The task: Find each line below that contains the word "white" and copy those lines.

Exercise inputs:
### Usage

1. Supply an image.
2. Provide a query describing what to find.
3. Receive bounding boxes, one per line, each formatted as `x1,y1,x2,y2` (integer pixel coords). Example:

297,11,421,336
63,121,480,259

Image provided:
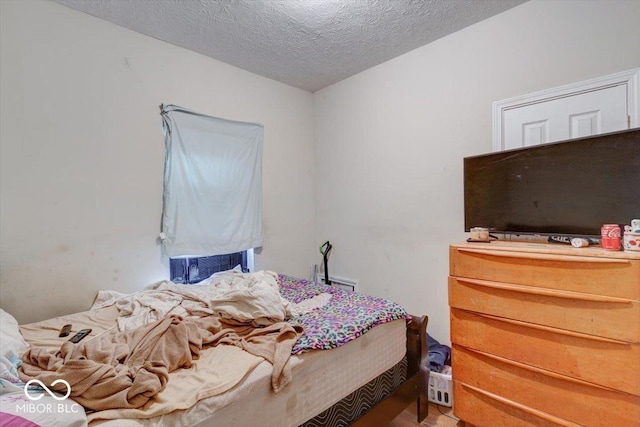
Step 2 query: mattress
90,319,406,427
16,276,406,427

==

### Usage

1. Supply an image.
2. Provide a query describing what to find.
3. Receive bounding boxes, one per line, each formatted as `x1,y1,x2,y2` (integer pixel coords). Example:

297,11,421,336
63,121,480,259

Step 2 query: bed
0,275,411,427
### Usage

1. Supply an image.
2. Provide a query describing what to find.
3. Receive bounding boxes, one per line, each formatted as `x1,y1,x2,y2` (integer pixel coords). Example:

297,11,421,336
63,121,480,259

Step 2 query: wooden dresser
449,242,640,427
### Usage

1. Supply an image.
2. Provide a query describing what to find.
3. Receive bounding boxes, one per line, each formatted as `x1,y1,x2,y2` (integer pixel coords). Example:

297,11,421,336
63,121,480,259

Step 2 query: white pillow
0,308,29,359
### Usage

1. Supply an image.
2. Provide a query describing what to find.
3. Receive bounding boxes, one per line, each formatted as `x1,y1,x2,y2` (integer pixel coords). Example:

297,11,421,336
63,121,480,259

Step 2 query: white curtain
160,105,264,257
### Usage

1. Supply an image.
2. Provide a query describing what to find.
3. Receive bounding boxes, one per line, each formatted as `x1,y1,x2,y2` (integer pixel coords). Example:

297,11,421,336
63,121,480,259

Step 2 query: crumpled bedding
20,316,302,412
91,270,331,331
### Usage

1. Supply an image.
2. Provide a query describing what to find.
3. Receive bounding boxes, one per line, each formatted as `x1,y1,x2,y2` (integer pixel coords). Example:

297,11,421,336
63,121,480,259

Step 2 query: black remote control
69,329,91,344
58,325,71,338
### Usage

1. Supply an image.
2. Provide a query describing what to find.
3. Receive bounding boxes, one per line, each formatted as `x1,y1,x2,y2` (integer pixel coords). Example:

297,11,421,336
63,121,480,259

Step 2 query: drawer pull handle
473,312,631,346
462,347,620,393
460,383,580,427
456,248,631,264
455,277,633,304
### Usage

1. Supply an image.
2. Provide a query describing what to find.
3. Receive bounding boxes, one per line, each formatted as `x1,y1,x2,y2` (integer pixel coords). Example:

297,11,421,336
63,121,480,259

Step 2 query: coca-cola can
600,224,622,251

--

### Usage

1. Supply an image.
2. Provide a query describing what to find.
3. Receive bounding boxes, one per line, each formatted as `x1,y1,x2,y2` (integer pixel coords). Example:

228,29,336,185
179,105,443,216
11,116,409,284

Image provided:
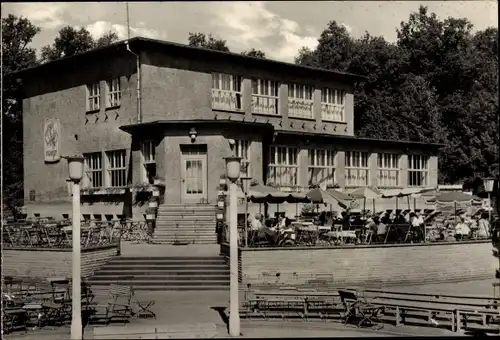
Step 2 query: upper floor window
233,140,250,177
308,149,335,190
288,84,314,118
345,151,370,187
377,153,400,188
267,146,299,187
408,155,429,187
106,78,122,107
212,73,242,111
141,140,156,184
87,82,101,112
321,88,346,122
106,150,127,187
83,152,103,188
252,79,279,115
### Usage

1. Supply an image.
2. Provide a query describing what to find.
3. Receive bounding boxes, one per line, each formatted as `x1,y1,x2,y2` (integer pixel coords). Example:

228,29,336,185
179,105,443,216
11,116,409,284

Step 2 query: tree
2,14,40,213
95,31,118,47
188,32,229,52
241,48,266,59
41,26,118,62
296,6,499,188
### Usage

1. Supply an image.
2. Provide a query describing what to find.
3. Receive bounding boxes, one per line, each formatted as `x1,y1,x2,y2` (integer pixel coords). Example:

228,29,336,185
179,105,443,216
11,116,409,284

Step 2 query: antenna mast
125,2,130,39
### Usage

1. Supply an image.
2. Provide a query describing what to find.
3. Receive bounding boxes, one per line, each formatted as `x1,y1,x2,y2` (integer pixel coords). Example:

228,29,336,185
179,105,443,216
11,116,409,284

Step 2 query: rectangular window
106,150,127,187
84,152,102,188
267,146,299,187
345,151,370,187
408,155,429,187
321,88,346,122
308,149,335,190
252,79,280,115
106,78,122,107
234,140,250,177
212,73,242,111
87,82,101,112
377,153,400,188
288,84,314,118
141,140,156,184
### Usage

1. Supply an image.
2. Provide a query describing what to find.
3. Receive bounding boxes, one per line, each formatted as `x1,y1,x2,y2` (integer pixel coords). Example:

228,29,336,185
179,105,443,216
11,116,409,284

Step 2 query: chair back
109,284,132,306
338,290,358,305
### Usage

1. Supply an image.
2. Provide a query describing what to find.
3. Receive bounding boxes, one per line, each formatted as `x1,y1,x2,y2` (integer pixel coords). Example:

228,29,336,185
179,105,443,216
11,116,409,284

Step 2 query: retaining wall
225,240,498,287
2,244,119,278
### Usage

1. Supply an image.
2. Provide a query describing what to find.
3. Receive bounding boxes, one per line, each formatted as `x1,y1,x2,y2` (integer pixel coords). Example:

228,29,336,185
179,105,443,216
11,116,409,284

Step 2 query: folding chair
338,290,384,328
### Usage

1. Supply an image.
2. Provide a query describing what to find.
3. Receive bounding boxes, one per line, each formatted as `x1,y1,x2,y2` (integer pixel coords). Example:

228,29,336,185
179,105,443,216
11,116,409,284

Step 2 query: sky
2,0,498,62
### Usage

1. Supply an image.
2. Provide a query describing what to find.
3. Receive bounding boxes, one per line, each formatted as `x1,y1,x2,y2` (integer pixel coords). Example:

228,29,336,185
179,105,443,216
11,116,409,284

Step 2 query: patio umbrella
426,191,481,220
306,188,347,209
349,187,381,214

Exercise answer:
Step 2 query: white pillow
Step 2 query: white curtain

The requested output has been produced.